_Exercise instructions_:
• a. Reproduce the passage of the mailing-list message on choosing a database that begins with the words containing "Also, Amazon is" and ends with "any database system.".
• b. Present the rows below as a numbered list, from the first line of the rows through the line containing "hole rule even-odd", omitting blank lines.
-- Begin Document --
Re: Choice of DB

Поиск
Список
Период
Сортировка
От Nico Callewaert
Тема Re: Choice of DB
Дата
Msg-id CAC4s6k_cyYvwNZZDsO-tGDh6zobGH+qW4PryV1gnQiHZW1ZXaA@mail.gmail.com
обсуждение исходный текст
Ответ на Re: Choice of DB  (James Keener <jim@jimkeener.com>)
Ответы I'm late, but yeah, default to postgreSQL -- Re: Choice of DB  (jbullock <jbullock@rare-bird-ent.com>)
Список pgsql-novice
Hi to everybody who answered !

I've read each answer very well. Thanks a lot to everybody for taking the time to reply. It's very encouraging to read that PostgreSQL is doing so well. The choice is made :-)
Nice to read all that information.

Thanks and best regards!

Op di 27 nov. 2018 om 22:32 schreef James Keener <jim@jimkeener.com>:
In my experience with high volume ecommerce and location tracking systems is that PostgreSQL performed more than adequately. Especially given that I trust PostgreSQL and I _do not_ trust MySQL/MariaDB at all to have any data integrity, even the most recent versions.

I've had databases sized into the 100s of GB run perfectly well, but those are relatively small. I've heard reports from larger installations that PostgreSQL keeps chugging.

Additionally, the additional features of PostgreSQL over MySQL/MariaDB are really night and day and much more complete and useful, such as window functions, check constraints, json datatype, triggers, transition tables, plpgsql, proper transactions, expression indecies, better explain output, ranged types and indecies, richer datatypes, GIN/GIST searches, sane decisions in terms of type handing and automatic casting, as well as all of the extensions available including my favourites: PostGIS and pg-routing.

Every time I have to use MySQL, I end up wishing I had the power of PostgreSQL, because I either have to be painful and inefficient, or I have to accept a lesser end-product. (I literally don't have any nice things to say about MySQL or MariaDB other than "it doesn't always break". I've been burned many times by it.)

Moreover, between recent features such as partitioning updates and logical replication, scaling horizontally is becoming easier and easier.

Also, Amazon is in the process of moving all of their Oracle-based ERP systems to PostgreSQL (via their Aurora product). Despite one news story based on a journalist's misunderstanding, the transition appears to be going well, but they're not rushing it, so they won't be off until 2020. (That was the last date I've heard.)

The "scary" uber story boils down to two things, from my outsider understanding:

1) They had a lot of long-running, dependent transactions due to poor coding, which obviously led to poor performance, and would do so with any database system.
-- End Document --
-- Begin Dataset records --
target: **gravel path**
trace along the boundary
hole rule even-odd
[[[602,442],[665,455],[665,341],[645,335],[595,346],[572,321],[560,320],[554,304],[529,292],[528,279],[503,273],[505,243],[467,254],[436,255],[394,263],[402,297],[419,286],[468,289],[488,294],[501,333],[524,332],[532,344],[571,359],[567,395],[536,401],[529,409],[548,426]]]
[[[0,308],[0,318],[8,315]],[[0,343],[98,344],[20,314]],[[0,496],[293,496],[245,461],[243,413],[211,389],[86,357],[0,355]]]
-- End Dataset records --
_The responses_:
• a.
Also, Amazon is in the process of moving all of their Oracle-based ERP systems to PostgreSQL (via their Aurora product). Despite one news story based on a journalist's misunderstanding, the transition appears to be going well, but they're not rushing it, so they won't be off until 2020. (That was the last date I've heard.)

The "scary" uber story boils down to two things, from my outsider understanding:

1) They had a lot of long-running, dependent transactions due to poor coding, which obviously led to poor performance, and would do so with any database system.

• b.
1. target: **gravel path**
2. trace along the boundary
3. hole rule even-odd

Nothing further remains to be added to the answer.